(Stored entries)
[Begin]

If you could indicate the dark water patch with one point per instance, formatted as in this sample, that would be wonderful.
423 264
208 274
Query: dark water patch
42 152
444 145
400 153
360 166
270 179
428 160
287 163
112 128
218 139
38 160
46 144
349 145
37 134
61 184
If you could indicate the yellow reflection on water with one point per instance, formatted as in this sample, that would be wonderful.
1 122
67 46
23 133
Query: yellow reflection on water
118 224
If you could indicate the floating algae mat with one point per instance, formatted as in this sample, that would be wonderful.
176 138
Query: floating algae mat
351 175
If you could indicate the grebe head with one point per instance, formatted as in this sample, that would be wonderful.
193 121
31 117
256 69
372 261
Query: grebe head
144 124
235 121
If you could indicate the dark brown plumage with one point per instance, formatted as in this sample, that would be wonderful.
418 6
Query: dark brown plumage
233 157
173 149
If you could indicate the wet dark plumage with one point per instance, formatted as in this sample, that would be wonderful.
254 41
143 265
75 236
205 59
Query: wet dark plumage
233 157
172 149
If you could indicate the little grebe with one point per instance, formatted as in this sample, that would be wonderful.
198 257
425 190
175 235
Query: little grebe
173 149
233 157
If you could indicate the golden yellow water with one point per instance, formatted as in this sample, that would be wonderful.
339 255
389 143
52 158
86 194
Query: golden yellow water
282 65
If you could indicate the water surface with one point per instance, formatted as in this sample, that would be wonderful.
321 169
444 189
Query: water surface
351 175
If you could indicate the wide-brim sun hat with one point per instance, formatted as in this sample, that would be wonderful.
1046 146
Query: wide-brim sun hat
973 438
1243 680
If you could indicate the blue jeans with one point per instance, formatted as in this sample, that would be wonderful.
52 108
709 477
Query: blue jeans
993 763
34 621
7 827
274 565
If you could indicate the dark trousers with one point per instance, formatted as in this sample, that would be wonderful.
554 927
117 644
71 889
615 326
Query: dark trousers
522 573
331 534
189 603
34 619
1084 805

[End]

**Challenge:** Each record must be repeated exactly as it is.

**Solution to this problem:**
If you could indicate the dark water patch with one point per instance, formatted as in this sample, that would be wonderful.
423 264
208 274
Query: dark water patch
42 152
444 145
400 153
360 166
270 179
428 160
287 163
112 128
218 139
38 160
46 144
349 145
37 134
61 184
If you could indicate the yellow reflection on water with one point per instance, formatted as in this sample, that would be wonderful.
1 122
67 46
23 133
Query: yellow reflection on water
118 224
If you could indicate the floating algae mat with one point per instance, formatted as in this sample, that would be wonderful.
176 138
Query: floating algae mat
351 175
If you could indicate the grebe head with one point per instance, formatted as in this sample, that would be wonderful.
193 121
31 117
256 69
372 261
Query: grebe head
144 124
235 121
If you could indicate the dark brown plumage with one point per instance, formatted as in this sample, that would be wonderful.
418 6
Query: dark brown plumage
233 157
173 149
If you could indicate the wet dark plumage with one point per instance, formatted as in this sample, that would be wonderful.
254 41
143 265
75 236
205 59
Query: wet dark plumage
233 157
172 149
If you could indicate the little grebe with one point per instance, formatted as in this sample, that would be wonderful.
198 257
425 190
175 235
Query: little grebe
173 149
233 157
If you could indicate the golden yellow water with one point per instance, formatted as in this sample, that would be wonderful.
339 255
389 143
52 158
86 194
Query: golden yellow water
282 65
If you could indicate the water surface with one point per instance, formatted as in this sample, that would be wonderful.
321 169
444 189
Query: water surface
351 175
If you could indicate the wide-brim sun hat with one point per instance, formatted as in this sample, that would be wonderful.
1046 146
Query: wide-brim sun hat
973 438
1243 680
If you could indicate the blue jeans with one point per instance, formatted as in this sample, that would be wonderful.
52 108
709 477
Query: blue jeans
993 763
34 621
7 827
274 565
If you could indicate the dark trousers with one point per instance, formatted as in this sample, that would be wonderful.
554 927
117 644
71 889
615 326
Query: dark trousers
522 573
331 534
189 603
34 619
1084 805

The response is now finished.